**WRITTEN PROBLEM**. Return every line below word for word, leaving out the pictures.
• • • • •
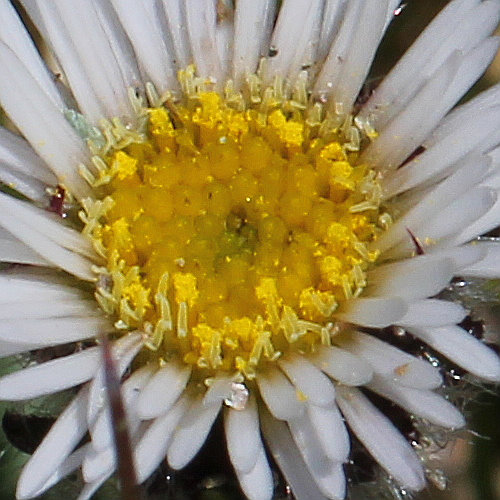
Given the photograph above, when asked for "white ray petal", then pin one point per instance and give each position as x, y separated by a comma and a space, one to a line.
250, 39
331, 431
384, 442
292, 35
332, 67
411, 127
201, 19
89, 489
373, 312
52, 331
419, 62
341, 365
423, 403
163, 390
243, 436
49, 224
123, 352
175, 13
119, 43
42, 123
432, 312
444, 227
312, 383
328, 474
416, 278
440, 158
463, 349
390, 362
49, 309
17, 154
14, 34
102, 431
82, 48
98, 464
50, 377
145, 34
438, 198
57, 445
487, 267
191, 435
258, 483
288, 458
72, 463
12, 250
279, 394
369, 31
332, 17
152, 447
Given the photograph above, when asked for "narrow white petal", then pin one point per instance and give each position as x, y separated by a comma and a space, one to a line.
123, 352
152, 447
373, 312
258, 483
72, 463
279, 394
288, 458
50, 377
250, 38
312, 383
12, 250
201, 23
99, 464
191, 434
48, 223
370, 27
434, 163
411, 127
341, 365
294, 38
175, 12
332, 17
42, 123
332, 67
90, 488
17, 154
384, 442
392, 363
145, 34
331, 431
102, 431
431, 204
163, 390
243, 436
419, 63
57, 445
71, 262
82, 48
119, 43
52, 331
432, 312
420, 277
423, 403
328, 474
14, 34
488, 266
463, 349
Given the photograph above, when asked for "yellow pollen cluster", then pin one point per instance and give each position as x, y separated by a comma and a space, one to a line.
231, 234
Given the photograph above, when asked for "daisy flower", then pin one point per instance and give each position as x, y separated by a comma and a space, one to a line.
202, 185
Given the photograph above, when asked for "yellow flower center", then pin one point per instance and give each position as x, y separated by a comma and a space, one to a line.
232, 230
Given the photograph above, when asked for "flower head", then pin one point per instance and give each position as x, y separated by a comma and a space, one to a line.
243, 228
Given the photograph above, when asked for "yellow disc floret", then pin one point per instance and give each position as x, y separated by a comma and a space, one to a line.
231, 233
• • • • •
**ANSWER TO THIS EXERCISE**.
Given the photograph above, when asked for "white ray petal", then pin one point per instance and give each position as x, y separated by a comma and a space, one to a line.
250, 39
331, 431
384, 442
292, 35
332, 67
411, 127
201, 19
89, 489
373, 312
52, 331
419, 62
341, 365
423, 403
163, 390
243, 436
49, 224
123, 352
175, 13
119, 43
42, 123
432, 312
444, 227
312, 383
328, 474
416, 278
440, 158
463, 349
390, 362
49, 309
17, 154
14, 34
102, 431
82, 48
98, 464
50, 377
145, 34
438, 198
57, 445
487, 267
191, 435
258, 483
288, 458
72, 463
12, 250
279, 394
369, 31
332, 17
152, 447
Given the photograph above, when asked for "narrow white petal", then pin one point per instance and give each position as x, y separated by a comma and a space, one to a line.
123, 352
152, 447
373, 312
258, 483
72, 463
279, 394
288, 458
50, 377
250, 38
312, 383
12, 250
201, 23
99, 464
191, 434
48, 223
370, 27
434, 163
411, 127
341, 365
294, 38
175, 12
332, 17
42, 123
332, 67
90, 488
17, 154
384, 442
392, 363
145, 34
331, 431
102, 431
431, 204
163, 390
243, 436
419, 63
57, 445
71, 262
82, 48
119, 43
52, 331
432, 312
420, 277
423, 403
328, 474
14, 34
488, 266
463, 349
Given the photograph above, when asked for "yellow pollen cluster", then pin one point per instance and give each position as x, y separated by a comma and a space, one to a line.
231, 234
Given the photograph above, when asked for "daisy flower", then pin one point per instance and give each position as x, y separated by a comma and a space, one to a line.
202, 185
Given the photograph above, when asked for "yellow flower center", then pin one point per instance and give each position as x, y separated by a comma and a space, one to a line.
232, 230
Given the photograph above, when asked for "flower head", then pin one point per instance and give each position as x, y separated by a comma and a space, one to a line.
243, 228
Given the photograph above, when asked for "yellow disc floret", then pin one point per instance and give each position as x, y separated by a comma and a space, one to a line.
231, 233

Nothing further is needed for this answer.